[Collection entries]
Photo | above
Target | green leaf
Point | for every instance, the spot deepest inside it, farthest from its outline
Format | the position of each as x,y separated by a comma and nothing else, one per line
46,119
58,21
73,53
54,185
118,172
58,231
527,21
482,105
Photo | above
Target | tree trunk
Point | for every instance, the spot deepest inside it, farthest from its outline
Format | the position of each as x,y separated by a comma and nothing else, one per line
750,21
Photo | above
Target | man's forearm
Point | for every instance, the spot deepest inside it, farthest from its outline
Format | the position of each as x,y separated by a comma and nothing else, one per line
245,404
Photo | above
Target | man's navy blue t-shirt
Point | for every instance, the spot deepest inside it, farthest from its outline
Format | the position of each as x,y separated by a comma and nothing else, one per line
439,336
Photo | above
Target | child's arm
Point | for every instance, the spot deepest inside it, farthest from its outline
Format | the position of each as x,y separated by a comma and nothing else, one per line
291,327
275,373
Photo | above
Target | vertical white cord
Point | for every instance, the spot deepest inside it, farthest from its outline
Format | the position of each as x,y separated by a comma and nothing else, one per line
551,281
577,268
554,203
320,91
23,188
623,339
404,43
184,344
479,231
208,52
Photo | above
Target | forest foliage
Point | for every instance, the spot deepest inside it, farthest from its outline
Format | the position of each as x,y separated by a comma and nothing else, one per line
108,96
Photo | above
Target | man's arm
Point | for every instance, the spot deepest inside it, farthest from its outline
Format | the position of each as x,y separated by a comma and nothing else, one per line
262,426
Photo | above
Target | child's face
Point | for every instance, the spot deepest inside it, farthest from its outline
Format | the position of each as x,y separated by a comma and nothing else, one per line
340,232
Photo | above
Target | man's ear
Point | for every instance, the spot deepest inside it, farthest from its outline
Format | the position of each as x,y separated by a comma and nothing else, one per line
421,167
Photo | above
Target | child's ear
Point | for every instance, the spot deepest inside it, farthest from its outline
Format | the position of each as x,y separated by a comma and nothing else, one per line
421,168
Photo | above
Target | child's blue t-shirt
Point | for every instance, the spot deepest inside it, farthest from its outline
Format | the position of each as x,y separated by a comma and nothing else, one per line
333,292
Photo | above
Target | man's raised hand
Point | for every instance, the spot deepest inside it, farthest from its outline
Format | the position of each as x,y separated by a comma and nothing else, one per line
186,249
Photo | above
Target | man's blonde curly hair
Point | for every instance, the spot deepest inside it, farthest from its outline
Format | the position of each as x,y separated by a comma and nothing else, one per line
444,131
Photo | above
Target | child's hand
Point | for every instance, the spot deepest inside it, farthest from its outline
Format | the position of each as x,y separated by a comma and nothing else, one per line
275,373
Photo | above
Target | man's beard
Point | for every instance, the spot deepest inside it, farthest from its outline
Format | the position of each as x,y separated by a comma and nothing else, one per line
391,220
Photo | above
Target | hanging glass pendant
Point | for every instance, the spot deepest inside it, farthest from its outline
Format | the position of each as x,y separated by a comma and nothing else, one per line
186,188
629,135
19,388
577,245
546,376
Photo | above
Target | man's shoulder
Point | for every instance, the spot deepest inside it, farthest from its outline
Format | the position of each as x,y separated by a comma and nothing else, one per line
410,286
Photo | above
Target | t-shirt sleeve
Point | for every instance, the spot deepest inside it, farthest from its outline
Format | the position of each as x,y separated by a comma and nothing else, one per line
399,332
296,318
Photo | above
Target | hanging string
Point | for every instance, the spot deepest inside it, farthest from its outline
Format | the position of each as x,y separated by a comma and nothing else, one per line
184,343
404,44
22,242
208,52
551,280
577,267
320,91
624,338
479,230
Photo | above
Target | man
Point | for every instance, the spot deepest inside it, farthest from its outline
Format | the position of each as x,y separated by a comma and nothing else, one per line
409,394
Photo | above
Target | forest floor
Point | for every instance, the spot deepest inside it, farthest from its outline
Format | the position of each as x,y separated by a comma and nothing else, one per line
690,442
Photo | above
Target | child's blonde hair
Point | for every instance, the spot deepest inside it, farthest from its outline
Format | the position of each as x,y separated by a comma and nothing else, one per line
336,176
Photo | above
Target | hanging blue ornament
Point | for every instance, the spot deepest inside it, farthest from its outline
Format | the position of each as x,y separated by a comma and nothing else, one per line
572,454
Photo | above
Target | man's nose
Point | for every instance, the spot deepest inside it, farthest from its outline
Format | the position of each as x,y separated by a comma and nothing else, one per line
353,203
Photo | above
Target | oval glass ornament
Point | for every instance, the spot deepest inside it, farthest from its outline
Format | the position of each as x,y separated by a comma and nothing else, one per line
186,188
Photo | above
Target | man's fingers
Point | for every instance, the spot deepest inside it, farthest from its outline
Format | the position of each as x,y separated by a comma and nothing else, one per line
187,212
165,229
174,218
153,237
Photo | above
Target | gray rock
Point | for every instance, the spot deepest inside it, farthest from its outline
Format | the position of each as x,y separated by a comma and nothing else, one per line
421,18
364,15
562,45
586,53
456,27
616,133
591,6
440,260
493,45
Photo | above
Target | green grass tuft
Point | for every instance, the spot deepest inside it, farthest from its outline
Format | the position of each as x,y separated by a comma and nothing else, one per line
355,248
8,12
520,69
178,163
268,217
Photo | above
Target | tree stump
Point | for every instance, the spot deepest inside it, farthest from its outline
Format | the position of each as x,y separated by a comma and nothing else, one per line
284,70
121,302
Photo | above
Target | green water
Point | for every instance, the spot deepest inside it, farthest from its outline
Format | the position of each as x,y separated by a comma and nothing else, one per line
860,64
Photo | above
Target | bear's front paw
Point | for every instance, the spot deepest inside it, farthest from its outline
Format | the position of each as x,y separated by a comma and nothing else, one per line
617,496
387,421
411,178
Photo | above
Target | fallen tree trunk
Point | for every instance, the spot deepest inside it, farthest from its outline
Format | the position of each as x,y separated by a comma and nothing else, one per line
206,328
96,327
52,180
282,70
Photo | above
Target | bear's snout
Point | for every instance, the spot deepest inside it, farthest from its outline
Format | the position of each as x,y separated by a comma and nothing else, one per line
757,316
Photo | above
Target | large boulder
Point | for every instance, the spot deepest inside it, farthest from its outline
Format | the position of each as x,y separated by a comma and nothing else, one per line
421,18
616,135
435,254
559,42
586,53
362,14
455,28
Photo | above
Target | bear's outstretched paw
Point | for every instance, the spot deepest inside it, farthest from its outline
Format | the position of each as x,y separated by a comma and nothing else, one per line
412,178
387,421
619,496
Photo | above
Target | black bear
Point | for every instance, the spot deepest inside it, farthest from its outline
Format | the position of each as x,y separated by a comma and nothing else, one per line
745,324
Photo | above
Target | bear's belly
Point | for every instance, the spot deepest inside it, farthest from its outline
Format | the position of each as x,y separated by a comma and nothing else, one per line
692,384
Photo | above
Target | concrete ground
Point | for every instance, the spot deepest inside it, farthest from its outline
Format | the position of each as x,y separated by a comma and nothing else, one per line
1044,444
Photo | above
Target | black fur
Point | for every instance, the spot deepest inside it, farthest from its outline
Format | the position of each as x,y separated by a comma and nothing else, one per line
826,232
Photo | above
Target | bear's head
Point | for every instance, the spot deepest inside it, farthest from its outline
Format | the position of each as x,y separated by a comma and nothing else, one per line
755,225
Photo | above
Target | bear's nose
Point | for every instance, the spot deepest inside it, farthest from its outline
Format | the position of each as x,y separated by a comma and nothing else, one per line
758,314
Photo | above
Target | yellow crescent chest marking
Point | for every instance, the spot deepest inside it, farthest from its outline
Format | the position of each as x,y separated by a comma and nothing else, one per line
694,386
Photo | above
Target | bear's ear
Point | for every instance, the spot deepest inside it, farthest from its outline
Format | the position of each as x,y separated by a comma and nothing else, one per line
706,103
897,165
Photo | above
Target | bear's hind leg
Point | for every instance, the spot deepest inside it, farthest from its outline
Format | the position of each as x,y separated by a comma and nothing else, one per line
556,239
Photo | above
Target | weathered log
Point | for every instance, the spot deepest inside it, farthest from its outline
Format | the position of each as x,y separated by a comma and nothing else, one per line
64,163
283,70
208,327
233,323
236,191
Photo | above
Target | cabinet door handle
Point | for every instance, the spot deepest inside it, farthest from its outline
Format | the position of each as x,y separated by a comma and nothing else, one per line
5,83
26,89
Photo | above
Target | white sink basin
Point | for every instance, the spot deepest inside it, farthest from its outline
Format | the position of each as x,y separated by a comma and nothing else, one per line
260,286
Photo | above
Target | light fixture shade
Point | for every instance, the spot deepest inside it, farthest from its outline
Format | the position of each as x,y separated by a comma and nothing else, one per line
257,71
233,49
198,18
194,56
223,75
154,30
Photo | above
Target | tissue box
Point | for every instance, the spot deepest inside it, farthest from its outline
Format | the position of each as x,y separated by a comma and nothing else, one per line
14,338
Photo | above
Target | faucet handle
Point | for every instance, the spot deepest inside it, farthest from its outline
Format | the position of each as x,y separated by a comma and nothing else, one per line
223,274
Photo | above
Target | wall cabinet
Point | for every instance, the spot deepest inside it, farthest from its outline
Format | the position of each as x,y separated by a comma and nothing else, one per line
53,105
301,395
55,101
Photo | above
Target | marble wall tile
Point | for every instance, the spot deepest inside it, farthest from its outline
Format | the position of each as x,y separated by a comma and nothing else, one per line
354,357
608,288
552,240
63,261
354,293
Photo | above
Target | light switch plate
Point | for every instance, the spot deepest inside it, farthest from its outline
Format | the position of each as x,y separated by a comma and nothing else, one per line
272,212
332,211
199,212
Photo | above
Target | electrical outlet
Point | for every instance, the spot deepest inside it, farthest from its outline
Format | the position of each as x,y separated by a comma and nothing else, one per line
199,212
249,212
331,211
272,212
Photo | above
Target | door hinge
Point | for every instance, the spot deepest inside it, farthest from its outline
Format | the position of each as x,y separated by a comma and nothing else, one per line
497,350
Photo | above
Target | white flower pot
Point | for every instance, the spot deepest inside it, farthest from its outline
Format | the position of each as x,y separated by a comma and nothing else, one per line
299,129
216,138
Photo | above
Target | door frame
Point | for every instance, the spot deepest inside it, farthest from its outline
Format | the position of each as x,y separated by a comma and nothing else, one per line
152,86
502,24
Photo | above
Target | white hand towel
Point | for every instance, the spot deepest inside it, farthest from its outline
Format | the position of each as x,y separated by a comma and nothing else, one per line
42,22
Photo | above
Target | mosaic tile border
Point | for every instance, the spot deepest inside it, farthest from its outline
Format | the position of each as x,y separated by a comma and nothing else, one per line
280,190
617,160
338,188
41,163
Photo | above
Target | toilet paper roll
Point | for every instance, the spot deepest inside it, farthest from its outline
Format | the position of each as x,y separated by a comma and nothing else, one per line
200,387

What you are asked to do = Pick out every line in the entries above that contains the word "hair", treating uppercase and lowercase as different.

Result of this exercise =
Target | man's blonde curly hair
Target | child's blonde hair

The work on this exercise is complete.